• **Set task**
Each line below is to be written out in full, exactly as shown.

• **Data in this exercise**
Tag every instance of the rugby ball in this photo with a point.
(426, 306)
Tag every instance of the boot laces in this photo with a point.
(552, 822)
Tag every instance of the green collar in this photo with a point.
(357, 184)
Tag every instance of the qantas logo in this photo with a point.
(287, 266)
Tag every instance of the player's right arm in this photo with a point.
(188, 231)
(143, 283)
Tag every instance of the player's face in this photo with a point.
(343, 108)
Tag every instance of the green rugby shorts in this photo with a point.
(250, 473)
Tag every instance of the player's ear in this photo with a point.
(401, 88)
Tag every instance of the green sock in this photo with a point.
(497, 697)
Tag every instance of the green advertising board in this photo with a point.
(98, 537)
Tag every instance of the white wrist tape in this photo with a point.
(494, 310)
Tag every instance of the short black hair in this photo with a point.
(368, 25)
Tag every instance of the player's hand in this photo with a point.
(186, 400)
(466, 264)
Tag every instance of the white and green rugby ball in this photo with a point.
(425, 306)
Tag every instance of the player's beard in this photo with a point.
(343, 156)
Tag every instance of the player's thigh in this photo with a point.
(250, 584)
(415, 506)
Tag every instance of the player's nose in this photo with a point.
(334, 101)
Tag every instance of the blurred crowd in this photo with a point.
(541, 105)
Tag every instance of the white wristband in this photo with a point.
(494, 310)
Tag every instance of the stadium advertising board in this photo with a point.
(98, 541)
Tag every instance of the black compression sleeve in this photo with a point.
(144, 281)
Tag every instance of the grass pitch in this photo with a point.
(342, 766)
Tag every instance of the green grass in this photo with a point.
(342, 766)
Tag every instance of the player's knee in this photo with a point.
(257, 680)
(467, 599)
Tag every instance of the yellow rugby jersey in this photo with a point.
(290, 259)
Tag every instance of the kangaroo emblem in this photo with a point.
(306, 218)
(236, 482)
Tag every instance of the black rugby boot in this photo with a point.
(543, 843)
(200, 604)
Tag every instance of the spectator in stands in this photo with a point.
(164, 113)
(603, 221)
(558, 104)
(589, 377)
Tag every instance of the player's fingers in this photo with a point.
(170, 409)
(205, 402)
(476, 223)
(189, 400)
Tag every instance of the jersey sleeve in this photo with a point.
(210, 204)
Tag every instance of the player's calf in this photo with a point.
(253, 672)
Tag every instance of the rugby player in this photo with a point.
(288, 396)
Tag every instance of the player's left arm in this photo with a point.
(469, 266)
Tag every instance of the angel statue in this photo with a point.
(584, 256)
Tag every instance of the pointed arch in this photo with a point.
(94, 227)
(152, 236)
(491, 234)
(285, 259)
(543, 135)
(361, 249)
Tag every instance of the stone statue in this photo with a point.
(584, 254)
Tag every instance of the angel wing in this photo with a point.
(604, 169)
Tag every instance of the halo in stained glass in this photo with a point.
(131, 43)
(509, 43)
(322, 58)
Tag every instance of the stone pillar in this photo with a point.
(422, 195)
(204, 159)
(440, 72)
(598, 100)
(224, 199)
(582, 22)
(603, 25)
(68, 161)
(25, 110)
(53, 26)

• **Answer to this task**
Tag every instance of the rugby ball in this photo with a point.
(426, 306)
Tag every instance of the boot laces in this photo with a point.
(552, 822)
Tag every instance of the green collar in this photo with a point.
(357, 184)
Tag every instance of the qantas logo in this photo with a point.
(287, 266)
Tag every instance of the player's right arm in this photo with a point.
(188, 231)
(143, 283)
Tag every instance of the player's face in this photo with a point.
(343, 108)
Tag every instance of the green rugby shorts in this photo with a point.
(250, 473)
Tag every instance of the player's ear in this photo with a point.
(401, 88)
Tag every instance of the green sock in this photo with a point.
(497, 697)
Tag every instance of the green advertising board in this photo with a point.
(98, 537)
Tag every instance of the white wrist tape in this photo with a point.
(494, 310)
Tag every instance of the short black hair in this photo with a point.
(368, 25)
Tag every instance of the player's hand in this photo with a point.
(186, 400)
(466, 264)
Tag every instance of the white and green rugby ball in this photo with a point.
(425, 306)
Tag every instance of the player's beard in this photo with a point.
(343, 156)
Tag every instance of the player's thigh in this photo with a point.
(250, 584)
(415, 506)
Tag every instance of the player's nose in this photo with a point.
(334, 101)
Tag every instance of the blurred crowd in this photo with a point.
(541, 105)
Tag every instance of the white wristband in this photo with a point.
(494, 310)
Tag every instance of the stadium advertising board in this photo with a point.
(98, 541)
Tag every instance of the black compression sleeve in this photo with a point.
(144, 281)
Tag every instance of the grass pitch in this photo with a point.
(342, 766)
Tag every instance of the green grass in this photo with a point.
(342, 766)
Tag every instance of the player's knee in this photo with a point.
(257, 680)
(467, 599)
Tag every instance of the yellow rugby jersey in this photo with a point.
(290, 259)
Tag every instance of the kangaroo emblem in this photo with a point.
(306, 218)
(236, 482)
Tag every instance of the black rugby boot in this photo with a point.
(543, 843)
(200, 604)
Tag every instance of the spectator in stands in this photo with a point.
(164, 113)
(603, 221)
(558, 104)
(589, 377)
Tag every instance of the player's fingers in this photo with a point.
(170, 409)
(205, 402)
(476, 223)
(189, 400)
Tag every instance of the jersey sleeve in this photo with a point.
(210, 204)
Tag every instance of the player's calf in this photo with a point.
(253, 672)
Tag every instance of the rugby player in this photo with a point.
(288, 396)
Tag every instance of the player's left arm in this photo with a point.
(469, 266)
Tag every instance of the angel statue in this photo with a point.
(584, 256)
Tag every instance of the pointed arch in this photo with a point.
(94, 227)
(152, 236)
(491, 234)
(285, 259)
(543, 135)
(361, 249)
Tag every instance of the stone statue in this photo with a point.
(584, 254)
Tag every instance of the angel wing in this photo with a point.
(604, 169)
Tag every instance of the halo in stained glass in this photo with a point.
(131, 43)
(509, 43)
(322, 58)
Tag every instance of the stone pillar in this photo with a point.
(422, 195)
(204, 159)
(440, 72)
(598, 100)
(224, 199)
(582, 22)
(603, 25)
(68, 161)
(25, 110)
(53, 26)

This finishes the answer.